→ **WHAT THIS TASK INVOLVES**
Every line in the following data that has "rear" counts toward the total; state that total alone.

[Point localization data]
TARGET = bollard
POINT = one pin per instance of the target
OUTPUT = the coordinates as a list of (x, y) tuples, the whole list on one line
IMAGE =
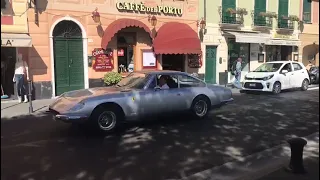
[(296, 160), (226, 72), (30, 96)]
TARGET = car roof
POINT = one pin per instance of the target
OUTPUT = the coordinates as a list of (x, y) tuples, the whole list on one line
[(160, 72)]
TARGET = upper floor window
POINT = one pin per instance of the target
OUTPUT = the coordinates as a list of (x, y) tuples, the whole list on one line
[(306, 16)]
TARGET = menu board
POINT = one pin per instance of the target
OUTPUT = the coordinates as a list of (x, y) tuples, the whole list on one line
[(101, 60)]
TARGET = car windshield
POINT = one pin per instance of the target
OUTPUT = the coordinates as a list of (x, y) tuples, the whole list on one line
[(268, 67), (134, 80)]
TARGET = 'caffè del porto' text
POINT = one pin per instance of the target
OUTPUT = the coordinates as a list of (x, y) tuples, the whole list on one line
[(140, 7)]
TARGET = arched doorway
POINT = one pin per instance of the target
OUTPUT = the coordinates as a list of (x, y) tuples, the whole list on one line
[(68, 57)]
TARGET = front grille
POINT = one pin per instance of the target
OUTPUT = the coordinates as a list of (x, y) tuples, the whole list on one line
[(253, 85), (257, 79)]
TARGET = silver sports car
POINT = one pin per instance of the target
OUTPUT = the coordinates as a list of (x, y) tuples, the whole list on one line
[(140, 94)]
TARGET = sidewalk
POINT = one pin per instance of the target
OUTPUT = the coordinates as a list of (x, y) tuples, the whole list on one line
[(13, 108)]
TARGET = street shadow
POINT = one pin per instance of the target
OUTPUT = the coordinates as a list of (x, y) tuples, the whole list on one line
[(165, 147)]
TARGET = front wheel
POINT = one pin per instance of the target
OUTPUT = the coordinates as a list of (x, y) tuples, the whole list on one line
[(276, 88), (200, 107), (304, 85)]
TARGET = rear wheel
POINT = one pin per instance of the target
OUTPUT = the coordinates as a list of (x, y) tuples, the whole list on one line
[(276, 88), (200, 107), (304, 85), (106, 118)]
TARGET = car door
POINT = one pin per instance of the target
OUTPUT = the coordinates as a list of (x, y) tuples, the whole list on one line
[(286, 78), (298, 75)]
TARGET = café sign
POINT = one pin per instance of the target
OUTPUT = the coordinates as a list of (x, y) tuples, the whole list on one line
[(140, 7)]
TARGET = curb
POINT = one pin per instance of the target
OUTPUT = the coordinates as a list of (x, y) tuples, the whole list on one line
[(254, 166)]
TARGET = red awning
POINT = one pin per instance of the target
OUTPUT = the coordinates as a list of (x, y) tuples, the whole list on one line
[(119, 24), (176, 38)]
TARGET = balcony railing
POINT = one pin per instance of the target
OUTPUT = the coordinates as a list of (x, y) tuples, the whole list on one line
[(261, 21), (285, 24), (306, 17), (230, 17)]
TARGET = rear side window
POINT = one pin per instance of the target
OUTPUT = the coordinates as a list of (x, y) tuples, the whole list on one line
[(296, 66)]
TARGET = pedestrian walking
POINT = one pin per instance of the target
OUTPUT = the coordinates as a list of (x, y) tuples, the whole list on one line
[(237, 73)]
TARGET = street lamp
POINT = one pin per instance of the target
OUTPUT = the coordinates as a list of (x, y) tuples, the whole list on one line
[(96, 16)]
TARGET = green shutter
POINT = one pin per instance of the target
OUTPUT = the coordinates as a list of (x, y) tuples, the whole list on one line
[(283, 8), (228, 4), (259, 6), (307, 11)]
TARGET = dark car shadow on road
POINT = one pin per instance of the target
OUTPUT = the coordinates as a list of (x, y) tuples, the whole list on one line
[(36, 147)]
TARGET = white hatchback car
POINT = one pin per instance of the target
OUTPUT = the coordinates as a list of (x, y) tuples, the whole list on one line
[(277, 75)]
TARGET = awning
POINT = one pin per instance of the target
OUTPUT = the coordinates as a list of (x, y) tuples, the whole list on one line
[(283, 42), (15, 40), (119, 24), (249, 37), (176, 38)]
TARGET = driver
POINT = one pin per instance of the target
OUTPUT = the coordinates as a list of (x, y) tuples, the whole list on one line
[(163, 83)]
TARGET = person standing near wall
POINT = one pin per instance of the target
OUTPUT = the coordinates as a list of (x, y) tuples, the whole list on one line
[(21, 76)]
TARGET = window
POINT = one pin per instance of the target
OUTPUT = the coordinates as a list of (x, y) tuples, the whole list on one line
[(306, 17), (296, 66), (287, 67), (188, 81)]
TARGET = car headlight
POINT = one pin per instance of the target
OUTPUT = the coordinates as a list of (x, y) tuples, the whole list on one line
[(268, 77), (77, 107)]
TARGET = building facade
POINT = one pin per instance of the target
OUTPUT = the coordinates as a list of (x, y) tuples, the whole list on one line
[(134, 35), (255, 30), (309, 14), (15, 40)]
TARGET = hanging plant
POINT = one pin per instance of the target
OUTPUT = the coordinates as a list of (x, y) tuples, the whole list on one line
[(294, 18), (231, 11), (242, 11)]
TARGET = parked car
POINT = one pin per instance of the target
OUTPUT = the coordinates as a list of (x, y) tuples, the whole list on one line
[(314, 75), (139, 95), (276, 76)]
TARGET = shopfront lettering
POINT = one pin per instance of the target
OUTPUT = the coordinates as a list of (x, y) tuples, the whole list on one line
[(6, 42), (167, 10)]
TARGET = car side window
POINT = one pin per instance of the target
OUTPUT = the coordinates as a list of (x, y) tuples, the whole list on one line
[(188, 81), (296, 66), (287, 67)]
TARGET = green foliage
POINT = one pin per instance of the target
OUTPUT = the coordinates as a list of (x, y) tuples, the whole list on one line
[(112, 78)]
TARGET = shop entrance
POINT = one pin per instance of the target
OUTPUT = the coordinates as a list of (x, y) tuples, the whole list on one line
[(173, 62), (68, 57), (8, 60)]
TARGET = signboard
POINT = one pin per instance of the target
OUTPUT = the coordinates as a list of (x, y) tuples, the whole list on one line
[(140, 7), (194, 61), (101, 60)]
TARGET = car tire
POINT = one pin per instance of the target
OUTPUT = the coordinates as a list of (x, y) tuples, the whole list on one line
[(276, 89), (304, 85), (200, 107), (106, 118)]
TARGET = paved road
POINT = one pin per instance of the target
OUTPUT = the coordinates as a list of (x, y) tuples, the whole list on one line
[(38, 148)]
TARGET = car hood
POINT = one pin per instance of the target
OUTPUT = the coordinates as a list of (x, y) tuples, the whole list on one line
[(259, 74), (69, 99)]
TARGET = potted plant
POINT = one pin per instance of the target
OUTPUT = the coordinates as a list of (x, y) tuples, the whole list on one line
[(294, 18), (231, 11), (242, 11), (111, 78)]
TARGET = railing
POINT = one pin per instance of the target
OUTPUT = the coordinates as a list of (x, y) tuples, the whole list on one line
[(306, 17), (229, 18), (285, 24), (261, 21)]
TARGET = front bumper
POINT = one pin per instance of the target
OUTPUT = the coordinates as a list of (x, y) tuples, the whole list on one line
[(67, 117), (256, 85)]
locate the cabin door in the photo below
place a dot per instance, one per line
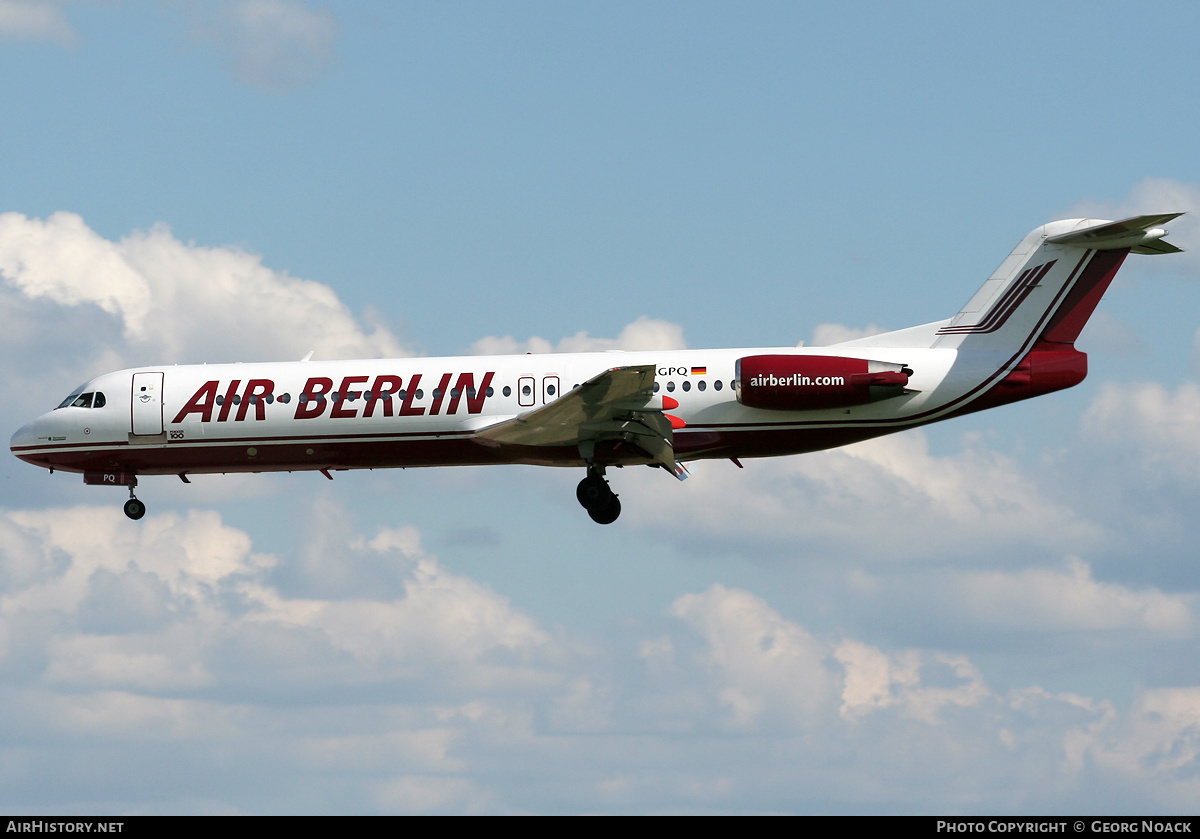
(147, 412)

→ **REPLY**
2